> **Recorded information**:

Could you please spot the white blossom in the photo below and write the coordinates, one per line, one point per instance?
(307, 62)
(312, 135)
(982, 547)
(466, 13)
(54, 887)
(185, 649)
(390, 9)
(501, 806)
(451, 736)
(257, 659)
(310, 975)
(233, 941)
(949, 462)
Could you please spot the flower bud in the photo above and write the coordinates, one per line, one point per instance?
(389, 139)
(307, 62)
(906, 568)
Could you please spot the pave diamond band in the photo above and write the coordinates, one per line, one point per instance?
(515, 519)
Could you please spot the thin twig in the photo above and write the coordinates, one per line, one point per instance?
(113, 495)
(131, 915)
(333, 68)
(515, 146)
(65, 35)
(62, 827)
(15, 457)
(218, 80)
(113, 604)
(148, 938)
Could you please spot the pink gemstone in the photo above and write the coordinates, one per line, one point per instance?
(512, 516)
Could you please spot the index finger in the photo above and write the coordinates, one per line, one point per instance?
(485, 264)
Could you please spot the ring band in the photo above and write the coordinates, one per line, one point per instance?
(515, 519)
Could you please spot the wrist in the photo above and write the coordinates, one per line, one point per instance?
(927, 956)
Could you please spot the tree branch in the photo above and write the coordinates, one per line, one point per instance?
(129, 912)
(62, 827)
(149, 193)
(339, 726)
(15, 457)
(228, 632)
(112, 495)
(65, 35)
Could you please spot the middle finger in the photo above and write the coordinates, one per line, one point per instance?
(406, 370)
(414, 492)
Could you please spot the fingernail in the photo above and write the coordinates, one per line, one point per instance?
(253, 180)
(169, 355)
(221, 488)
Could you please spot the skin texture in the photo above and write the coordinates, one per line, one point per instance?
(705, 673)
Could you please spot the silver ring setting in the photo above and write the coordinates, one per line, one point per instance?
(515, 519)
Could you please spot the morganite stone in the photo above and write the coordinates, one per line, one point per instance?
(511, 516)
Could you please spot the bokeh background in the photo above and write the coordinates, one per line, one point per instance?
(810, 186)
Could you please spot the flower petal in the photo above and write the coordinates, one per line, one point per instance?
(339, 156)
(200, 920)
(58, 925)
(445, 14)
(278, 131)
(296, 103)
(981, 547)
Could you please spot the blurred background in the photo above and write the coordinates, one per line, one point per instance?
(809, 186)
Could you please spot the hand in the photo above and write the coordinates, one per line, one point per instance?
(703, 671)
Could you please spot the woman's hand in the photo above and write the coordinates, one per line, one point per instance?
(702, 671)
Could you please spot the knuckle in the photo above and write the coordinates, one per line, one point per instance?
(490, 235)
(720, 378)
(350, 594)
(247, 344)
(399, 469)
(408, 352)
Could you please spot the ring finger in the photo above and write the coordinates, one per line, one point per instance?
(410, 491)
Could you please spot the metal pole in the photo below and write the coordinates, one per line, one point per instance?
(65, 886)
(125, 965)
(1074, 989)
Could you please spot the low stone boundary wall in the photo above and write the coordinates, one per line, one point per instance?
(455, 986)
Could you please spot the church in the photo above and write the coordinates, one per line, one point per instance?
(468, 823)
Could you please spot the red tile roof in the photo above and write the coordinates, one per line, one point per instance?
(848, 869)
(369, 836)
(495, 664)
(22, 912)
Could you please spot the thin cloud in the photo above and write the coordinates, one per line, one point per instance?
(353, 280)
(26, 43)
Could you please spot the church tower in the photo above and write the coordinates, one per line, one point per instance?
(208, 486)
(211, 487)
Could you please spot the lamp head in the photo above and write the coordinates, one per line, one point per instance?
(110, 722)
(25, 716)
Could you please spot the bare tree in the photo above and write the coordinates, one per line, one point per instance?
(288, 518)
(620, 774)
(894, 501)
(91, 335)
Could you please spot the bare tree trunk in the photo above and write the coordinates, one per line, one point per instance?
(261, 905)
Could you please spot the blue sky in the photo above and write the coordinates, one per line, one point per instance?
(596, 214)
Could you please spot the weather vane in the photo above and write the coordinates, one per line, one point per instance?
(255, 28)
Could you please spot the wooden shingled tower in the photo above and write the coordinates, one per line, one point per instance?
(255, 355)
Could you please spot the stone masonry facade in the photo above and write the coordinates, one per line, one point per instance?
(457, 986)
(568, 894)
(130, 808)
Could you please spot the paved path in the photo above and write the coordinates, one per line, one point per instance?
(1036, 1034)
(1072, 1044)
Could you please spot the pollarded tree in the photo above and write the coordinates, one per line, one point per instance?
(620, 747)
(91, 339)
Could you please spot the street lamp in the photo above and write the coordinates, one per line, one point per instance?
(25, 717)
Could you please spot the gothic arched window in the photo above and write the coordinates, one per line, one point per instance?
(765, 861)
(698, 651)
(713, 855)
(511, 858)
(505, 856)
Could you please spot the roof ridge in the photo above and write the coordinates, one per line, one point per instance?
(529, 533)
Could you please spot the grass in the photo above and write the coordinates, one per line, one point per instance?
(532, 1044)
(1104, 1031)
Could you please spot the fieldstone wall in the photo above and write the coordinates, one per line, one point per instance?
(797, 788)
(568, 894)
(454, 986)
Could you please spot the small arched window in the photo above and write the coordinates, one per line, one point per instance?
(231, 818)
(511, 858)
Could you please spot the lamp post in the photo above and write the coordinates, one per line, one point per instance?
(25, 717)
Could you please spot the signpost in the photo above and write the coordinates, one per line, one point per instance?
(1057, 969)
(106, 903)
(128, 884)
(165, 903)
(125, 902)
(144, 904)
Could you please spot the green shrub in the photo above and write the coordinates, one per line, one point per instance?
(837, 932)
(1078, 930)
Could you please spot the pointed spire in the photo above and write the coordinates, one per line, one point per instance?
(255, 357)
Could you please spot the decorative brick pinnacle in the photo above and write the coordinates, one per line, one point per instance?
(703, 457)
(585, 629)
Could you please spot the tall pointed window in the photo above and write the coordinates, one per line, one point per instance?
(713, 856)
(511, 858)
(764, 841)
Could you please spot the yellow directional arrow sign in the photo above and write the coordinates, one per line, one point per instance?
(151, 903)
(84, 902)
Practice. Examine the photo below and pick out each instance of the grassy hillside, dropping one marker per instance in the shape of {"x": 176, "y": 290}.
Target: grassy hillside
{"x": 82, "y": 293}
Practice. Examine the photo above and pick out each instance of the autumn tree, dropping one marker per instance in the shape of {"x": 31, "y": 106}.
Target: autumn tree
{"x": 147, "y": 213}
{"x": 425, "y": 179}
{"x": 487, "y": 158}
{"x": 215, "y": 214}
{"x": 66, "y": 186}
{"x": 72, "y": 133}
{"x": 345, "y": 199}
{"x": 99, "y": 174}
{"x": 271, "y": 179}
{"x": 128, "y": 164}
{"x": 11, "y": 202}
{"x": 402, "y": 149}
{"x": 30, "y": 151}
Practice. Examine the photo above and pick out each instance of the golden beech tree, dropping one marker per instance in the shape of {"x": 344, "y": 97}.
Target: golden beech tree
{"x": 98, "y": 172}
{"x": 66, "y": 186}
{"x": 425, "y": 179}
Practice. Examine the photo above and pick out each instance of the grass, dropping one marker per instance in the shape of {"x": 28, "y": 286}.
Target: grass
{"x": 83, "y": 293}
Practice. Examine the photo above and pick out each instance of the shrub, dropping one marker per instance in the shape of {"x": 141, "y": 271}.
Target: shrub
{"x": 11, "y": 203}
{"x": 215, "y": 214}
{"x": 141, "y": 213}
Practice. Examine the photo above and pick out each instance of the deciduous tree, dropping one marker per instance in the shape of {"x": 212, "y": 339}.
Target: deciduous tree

> **What needs to be done**: The answer is every line in the data where the word "deciduous" appears.

> **Your response**:
Practice. Examine the photo above and pick out each instance of the deciduous tree, dropping one marker per instance in the shape of {"x": 212, "y": 339}.
Target: deciduous tree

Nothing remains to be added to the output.